Note: Not all pricing plans support the use of tags.
Search query example
tag.name:"adobe_coldfusion"
This query search Adobe ColdFusion (CVE-2023-26359).
API request example
Netlas CLI Tools:
netlas search 'tag.name:"adobe_coldfusion"' -f json
Note that when double quotes are used in queries, the query itself is written inside single quotes.
Curl:
curl -X 'GET' \
'https://app.netlas.io/api/responses/?q=tag.name%3A%22adobe_coldfusion%22&source_type=include&start=0&fields=*' \
-H 'accept: application/json' \
-H 'X-API-Key: YOUR_API_KEY' | jq .items[].data.uri
Code example (Netlas Python Library)
Run in command line:
python scripts/pentest/search_tag_name.py
Source code of scripts/pentest/search_tag_name.py:
import netlas
apikey = "YOUR_API_KEY"
# create new connection to Netlas
netlas_connection = netlas.Netlas(api_key=apikey)
# retrieve data from responses by query `tag.name:"adobe_coldfusion"`
netlas_query = netlas_connection.query(query='tag.name:"adobe_coldfusion"')
# iterate over data and print: IP,URL
for response in netlas_query['items']:
print (response['data']['ip'])
print (response['data']['uri'])
Do you want to know how many vulnerable sites and devices are around you? Simply search for all IP addresses that have the CVE field populated in a specific geolocation.
geo.city:London AND cve:*
You can also use other geolocation filters.
geo.continent
geo.country
geo.location
API request example
Netlas CLI Tools:
geo.city:London AND cve:*
Curl:
curl -X 'GET' \
'https://app.netlas.io/api/responses/?q=geo.city%3ALondon%20AND%20cve%3A*&source_type=include&start=0&fields=*' \
-H 'accept: application/json' \
-H 'X-API-Key: 'YOUR_API_KEY' | jq .items[].data.domain
Code example (Netlas Python Library)
Run in command line:
python scripts/pentest/cve_location_search.py
Source code of scripts/pentest/cve_location_search.py:
import netlas
apikey = "YOUR_API_KEY"
# create new connection to Netlas
netlas_connection = netlas.Netlas(api_key=apikey)

=======

- _Activity A_: Return everything in the Netlas excerpt from "# retrieve data" down to "print (response['data']['uri'])".
- _Activity B_: According to the Netlas excerpt, how is a query written when it contains double quotes?
- _Activity C_: List every geolocation filter named in the Netlas excerpt.
The records are separate material and are not part of the Netlas excerpt.

(Point localization data)

=======

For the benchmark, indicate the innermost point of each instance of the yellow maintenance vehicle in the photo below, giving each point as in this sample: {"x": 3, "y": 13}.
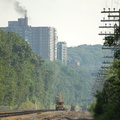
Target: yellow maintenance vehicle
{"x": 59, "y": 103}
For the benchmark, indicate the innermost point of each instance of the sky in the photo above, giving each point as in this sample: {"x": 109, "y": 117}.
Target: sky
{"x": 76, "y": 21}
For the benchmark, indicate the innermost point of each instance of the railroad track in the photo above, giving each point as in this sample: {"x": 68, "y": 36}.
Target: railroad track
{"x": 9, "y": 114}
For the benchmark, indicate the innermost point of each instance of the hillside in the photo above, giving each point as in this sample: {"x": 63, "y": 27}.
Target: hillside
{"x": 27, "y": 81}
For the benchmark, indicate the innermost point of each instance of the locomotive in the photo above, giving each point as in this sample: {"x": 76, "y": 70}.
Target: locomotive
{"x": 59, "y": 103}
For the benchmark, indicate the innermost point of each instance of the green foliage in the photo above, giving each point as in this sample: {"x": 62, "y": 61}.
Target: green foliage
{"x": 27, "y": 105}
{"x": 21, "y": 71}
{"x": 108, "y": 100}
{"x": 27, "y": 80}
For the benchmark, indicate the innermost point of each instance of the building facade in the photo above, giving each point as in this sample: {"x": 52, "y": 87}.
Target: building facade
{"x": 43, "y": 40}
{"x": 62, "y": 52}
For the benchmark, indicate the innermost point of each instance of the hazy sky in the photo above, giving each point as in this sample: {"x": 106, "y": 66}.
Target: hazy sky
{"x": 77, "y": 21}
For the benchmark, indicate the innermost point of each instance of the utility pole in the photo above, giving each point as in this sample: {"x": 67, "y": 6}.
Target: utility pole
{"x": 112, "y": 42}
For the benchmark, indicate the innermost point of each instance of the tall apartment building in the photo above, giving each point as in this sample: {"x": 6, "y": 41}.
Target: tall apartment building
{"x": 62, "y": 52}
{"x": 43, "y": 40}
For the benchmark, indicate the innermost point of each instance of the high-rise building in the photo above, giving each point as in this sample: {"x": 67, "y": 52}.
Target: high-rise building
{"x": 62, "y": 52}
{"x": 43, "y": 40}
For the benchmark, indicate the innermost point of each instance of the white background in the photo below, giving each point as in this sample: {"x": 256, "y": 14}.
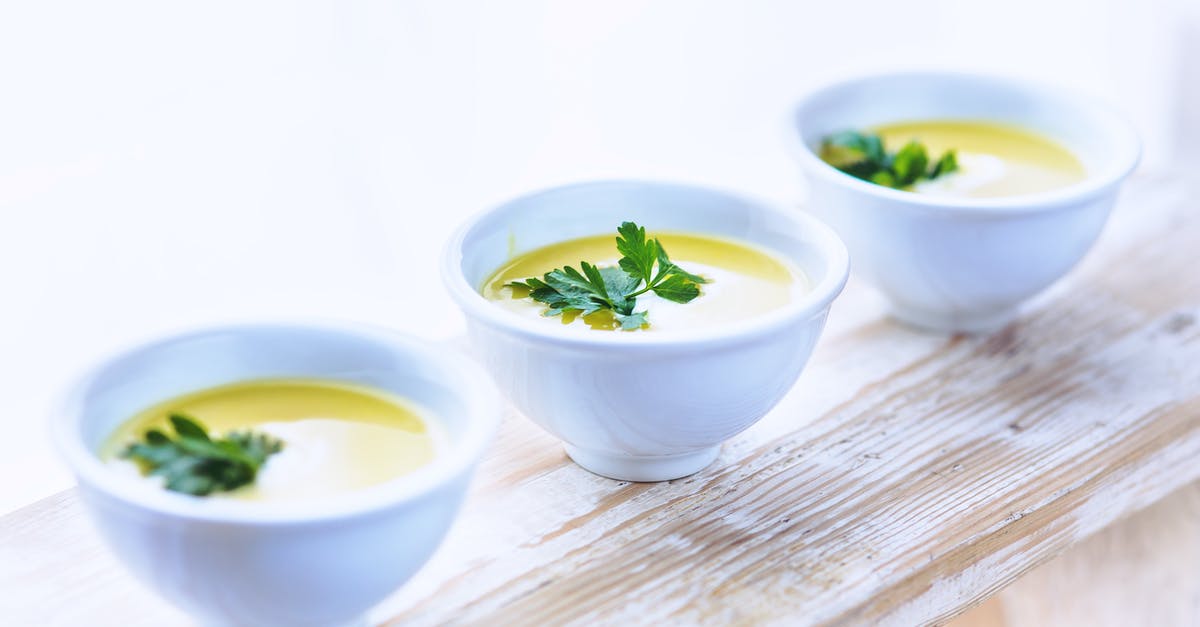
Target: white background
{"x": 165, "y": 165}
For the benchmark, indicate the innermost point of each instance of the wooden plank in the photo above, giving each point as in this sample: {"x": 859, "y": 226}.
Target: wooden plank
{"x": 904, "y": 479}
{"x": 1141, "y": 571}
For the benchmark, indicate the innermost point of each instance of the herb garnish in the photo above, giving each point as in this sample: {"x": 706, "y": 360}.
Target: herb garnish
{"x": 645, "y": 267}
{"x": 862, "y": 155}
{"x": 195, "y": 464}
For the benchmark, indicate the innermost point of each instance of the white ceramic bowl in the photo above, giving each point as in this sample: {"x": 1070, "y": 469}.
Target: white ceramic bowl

=======

- _Reply A_:
# retrieve data from responses by query `tag.name:"adobe_coldfusion"`
netlas_query = netlas_connection.query(query='tag.name:"adobe_coldfusion"')
# iterate over data and print: IP,URL
for response in netlas_query['items']:
print (response['data']['ip'])
print (response['data']['uri'])

- _Reply B_: The query itself is written inside single quotes.

- _Reply C_:
geo.city
geo.continent
geo.country
geo.location